Pick out every line in the material that contains the word "instance" and copy each one.

──────── WORKING DATA ────────

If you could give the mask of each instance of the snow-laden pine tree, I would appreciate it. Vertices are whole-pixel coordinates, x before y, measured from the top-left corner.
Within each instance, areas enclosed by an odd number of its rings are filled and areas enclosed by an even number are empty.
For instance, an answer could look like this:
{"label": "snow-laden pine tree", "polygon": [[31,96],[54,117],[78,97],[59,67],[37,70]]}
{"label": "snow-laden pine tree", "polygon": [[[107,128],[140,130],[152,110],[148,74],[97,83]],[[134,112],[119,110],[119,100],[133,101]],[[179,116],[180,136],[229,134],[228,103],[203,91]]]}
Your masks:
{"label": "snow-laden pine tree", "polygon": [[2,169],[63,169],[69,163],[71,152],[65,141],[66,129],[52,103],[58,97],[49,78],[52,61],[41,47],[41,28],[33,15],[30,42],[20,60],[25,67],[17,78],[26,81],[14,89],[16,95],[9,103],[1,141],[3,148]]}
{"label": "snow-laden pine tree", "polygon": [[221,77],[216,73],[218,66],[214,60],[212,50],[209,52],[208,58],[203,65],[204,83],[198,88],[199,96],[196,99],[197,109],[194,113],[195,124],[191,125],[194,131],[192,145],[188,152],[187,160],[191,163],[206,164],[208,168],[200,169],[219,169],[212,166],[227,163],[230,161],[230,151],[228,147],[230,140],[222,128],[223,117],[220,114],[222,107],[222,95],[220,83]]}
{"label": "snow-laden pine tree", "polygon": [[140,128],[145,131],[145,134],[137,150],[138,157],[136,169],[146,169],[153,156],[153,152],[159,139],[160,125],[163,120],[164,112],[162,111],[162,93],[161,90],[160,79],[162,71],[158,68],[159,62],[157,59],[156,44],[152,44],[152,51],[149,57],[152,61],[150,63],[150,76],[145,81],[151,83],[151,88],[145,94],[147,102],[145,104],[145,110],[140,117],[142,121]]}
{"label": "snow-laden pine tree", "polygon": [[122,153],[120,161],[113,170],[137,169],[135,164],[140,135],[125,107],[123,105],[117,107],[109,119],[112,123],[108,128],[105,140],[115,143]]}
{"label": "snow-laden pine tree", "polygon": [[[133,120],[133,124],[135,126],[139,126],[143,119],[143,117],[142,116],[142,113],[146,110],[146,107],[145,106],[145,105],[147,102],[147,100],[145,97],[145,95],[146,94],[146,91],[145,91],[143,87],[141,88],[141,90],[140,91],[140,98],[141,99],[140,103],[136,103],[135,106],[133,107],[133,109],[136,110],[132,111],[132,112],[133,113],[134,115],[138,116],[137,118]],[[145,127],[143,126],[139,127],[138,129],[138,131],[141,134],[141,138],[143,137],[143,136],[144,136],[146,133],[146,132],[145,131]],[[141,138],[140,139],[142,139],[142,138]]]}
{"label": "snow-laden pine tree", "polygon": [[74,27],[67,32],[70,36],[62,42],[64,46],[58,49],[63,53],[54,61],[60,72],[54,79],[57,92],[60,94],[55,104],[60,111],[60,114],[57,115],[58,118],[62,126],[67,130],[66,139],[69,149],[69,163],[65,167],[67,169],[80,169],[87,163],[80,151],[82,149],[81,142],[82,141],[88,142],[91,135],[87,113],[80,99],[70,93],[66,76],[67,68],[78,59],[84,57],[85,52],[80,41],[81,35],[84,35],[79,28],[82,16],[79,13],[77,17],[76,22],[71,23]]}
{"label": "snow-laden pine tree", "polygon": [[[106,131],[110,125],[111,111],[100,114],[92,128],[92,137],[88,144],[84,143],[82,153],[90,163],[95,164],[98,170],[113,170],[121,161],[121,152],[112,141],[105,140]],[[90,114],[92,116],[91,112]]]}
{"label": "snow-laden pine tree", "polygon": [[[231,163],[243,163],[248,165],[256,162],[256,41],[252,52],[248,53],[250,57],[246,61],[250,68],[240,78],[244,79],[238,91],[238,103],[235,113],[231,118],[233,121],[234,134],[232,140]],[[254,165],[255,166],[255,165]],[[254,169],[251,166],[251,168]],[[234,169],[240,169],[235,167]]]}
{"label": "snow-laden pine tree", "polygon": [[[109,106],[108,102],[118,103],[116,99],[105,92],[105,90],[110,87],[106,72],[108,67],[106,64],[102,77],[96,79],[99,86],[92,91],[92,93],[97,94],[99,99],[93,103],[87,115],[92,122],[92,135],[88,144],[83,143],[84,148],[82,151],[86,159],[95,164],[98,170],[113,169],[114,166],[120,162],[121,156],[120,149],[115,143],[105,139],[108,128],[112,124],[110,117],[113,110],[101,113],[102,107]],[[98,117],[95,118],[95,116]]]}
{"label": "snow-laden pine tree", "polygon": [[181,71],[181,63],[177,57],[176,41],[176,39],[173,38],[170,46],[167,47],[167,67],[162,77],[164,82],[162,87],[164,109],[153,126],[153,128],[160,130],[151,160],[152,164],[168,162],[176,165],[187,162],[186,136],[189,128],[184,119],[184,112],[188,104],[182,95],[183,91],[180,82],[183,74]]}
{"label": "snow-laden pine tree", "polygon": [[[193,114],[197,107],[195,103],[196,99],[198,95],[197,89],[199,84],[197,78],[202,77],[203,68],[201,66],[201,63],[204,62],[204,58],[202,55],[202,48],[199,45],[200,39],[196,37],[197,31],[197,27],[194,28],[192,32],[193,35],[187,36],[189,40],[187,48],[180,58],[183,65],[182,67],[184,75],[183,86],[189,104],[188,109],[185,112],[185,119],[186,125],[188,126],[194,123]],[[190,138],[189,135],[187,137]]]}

────────

[OUTPUT OF THE EXERCISE]
If you could give the mask of each instance of the snow-laden pine tree, I would appreciate it. Vertices are whole-pixel coordinates, x before y, measured from the top-left corner.
Within each instance, areas enclosed by an odd number of its rings are filled and areas enclosed by an even number are empty.
For instance, an answer could look like this:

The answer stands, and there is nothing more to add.